--- Text shown ---

*BSD News Article 80934

Path: euryale.cc.adfa.oz.au!newshost.carno.net.au!harbinger.cc.monash.edu.au!munnari.OZ.AU!news.Hawaii.Edu!news.uoregon.edu!newsgate.cuhk.edu.hk!hpg30a.csc.cuhk.hk!news.cuhk.edu.hk!news.sprintlink.net!news-stk-11.sprintlink.net!www.nntp.primenet.com!nntp.primenet.com!howland.erols.net!news.mathworks.com!uunet!in3.uu.net!twwells!twwells!not-for-mail
From: bill@twwells.com (T. William Wells)
Newsgroups: comp.unix.bsd.freebsd.misc
Subject: Re: FreeBSD as news-server??
Date: 17 Oct 1996 00:05:49 -0400
Organization: None, Mt. Laurel, NJ
Lines: 155
Message-ID: <544bat$41o@twwells.com>
References: <537ddl$3cc@amd40.wecs.org> <53u1ic$61i@flash.noc.best.net> <53ucuj$8qh@twwells.com> <543urf$ar3@flash.noc.best.net>
NNTP-Posting-Host: twwells.com

In article <543urf$ar3@flash.noc.best.net>,
Matthew Dillon <dillon@best.com> wrote:
: :>Also, experience (and my theoretical analysis) shows that multiple
: :>parallel feeds generally work better than streaming.
:
:     Well, I've definitely never had a problem running streaming
:     mode, and I *have* tested it with and without.

As have I. My results are the exact opposite of yours. Sigh!

--- Records supplied ---

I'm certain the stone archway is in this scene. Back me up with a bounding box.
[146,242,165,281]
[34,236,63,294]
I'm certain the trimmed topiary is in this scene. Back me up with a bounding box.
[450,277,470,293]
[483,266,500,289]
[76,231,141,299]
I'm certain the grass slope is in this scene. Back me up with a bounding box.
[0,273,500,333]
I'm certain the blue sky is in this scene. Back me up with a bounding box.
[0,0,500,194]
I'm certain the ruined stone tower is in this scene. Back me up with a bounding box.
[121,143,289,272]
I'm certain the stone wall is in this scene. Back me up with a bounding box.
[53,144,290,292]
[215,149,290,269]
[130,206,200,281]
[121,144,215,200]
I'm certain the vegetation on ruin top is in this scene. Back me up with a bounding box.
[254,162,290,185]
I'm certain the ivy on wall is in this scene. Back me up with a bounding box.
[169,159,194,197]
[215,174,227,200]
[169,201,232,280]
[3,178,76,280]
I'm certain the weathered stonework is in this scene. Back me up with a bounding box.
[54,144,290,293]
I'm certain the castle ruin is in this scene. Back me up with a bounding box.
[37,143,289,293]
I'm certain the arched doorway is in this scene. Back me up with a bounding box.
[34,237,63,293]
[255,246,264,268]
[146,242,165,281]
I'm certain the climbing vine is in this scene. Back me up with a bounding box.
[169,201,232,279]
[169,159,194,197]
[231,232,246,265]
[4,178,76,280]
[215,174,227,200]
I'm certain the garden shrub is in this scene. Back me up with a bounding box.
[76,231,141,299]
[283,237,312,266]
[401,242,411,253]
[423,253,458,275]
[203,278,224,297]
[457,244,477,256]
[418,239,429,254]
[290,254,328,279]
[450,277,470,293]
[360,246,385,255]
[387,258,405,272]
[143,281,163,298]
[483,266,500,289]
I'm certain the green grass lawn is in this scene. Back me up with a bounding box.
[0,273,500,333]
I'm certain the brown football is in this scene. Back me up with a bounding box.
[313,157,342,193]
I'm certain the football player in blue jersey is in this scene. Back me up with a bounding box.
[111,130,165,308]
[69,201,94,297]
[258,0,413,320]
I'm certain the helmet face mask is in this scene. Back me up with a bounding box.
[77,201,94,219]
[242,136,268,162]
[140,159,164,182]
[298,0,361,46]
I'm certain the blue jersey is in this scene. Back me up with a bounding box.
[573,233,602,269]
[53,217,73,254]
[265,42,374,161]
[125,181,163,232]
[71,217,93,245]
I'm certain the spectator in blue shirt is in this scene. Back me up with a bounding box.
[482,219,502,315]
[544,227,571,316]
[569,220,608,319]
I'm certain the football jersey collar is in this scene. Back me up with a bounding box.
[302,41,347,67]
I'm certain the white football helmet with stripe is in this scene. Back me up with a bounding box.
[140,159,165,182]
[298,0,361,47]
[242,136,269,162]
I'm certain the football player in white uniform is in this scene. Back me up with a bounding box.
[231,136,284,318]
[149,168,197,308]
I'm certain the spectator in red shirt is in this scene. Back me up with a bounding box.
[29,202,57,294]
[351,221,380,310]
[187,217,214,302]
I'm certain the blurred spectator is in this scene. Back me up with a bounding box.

---

■ **Work instructions**:
1. For the news-server post, decide whether each statement agrees with it: (a) The post was sent to the newsgroup comp.unix.bsd.freebsd.misc. (b) Matthew Dillon says he has run streaming mode only, never without it. (c) T. William Wells reports results that match Dillon's. Answer yes or no for each, quoting the deciding words.
2. In the news-server post, the quoted lines beginning "Also, experience" claim that multiple parallel feeds generally work better than streaming. What do those lines give as the basis for that claim?
3. On what date was the news-server post sent?

■ **Task answers**:
1.
(a) Yes: "Newsgroups: comp.unix.bsd.freebsd.misc"
(b) No: "I *have* tested it with and without."
(c) No: "My results are the exact opposite of yours."

2. The lines say that experience, together with the writer's theoretical analysis, shows that multiple parallel feeds generally work better than streaming.

3. 17 Oct 1996